------ SUPPLIED RECORDS ------

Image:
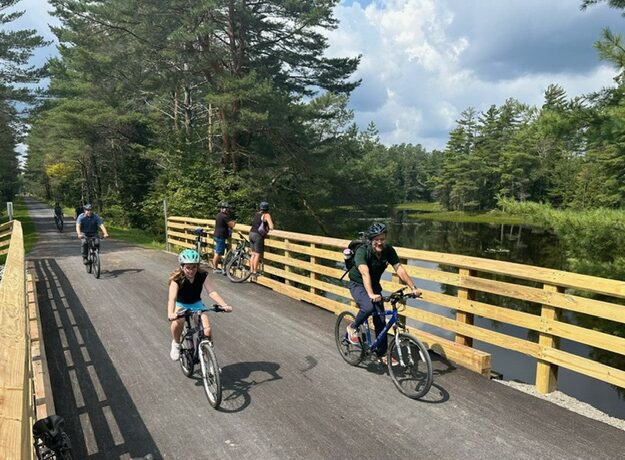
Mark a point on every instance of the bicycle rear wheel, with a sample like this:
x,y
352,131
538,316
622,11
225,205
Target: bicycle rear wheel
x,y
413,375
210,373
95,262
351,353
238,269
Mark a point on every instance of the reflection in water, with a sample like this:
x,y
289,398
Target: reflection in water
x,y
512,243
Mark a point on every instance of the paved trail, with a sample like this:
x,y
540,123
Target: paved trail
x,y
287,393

------
------ SUPPLIED RECORDS ------

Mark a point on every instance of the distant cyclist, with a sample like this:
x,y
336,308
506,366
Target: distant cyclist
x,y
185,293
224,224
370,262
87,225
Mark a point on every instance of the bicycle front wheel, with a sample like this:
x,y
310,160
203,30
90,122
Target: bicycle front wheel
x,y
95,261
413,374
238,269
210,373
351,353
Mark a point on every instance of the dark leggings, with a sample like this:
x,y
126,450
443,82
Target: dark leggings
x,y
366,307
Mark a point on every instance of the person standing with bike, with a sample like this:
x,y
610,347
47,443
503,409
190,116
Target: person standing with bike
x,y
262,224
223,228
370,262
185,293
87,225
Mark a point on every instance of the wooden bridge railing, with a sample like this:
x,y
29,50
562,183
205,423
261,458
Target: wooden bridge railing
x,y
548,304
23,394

------
------ SUPPLIED RECORDS ------

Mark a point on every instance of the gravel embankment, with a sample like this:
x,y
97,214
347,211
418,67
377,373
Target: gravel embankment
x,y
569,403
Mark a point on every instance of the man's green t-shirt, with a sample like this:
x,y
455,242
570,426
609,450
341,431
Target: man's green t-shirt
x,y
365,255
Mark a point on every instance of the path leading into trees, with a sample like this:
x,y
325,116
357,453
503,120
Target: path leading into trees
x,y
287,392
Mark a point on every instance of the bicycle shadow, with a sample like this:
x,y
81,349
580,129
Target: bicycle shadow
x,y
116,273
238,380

------

WHAT IS NEEDED> Please pull out each line of the items above that contains the word "person" and copy it, treating uppercase and lowercase letters as different.

RESULT OF THE TASK>
Mark a point on every instance of the person standing with bike, with a sample like this:
Target: person standing with bike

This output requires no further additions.